• **Task objective**
Please repeat the data below word for word, leaving the pictures out of your answer.

::: Supplied material

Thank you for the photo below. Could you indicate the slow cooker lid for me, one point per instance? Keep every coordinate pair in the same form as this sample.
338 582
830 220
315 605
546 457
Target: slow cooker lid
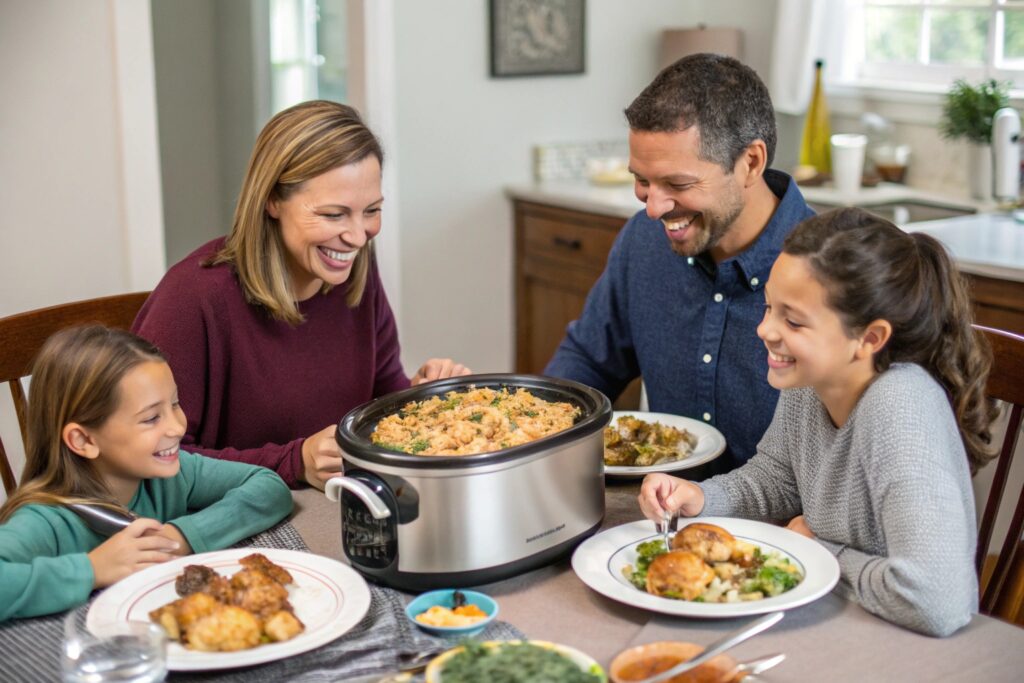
355 428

::::::

• **Answer to this problem**
Thank you for the photo below. Could you indicate the slow cooker lid for me, one point per instance? Keep every coordinate pair in the same form as this sample.
338 582
830 220
315 605
546 457
Target: slow cooker lid
355 428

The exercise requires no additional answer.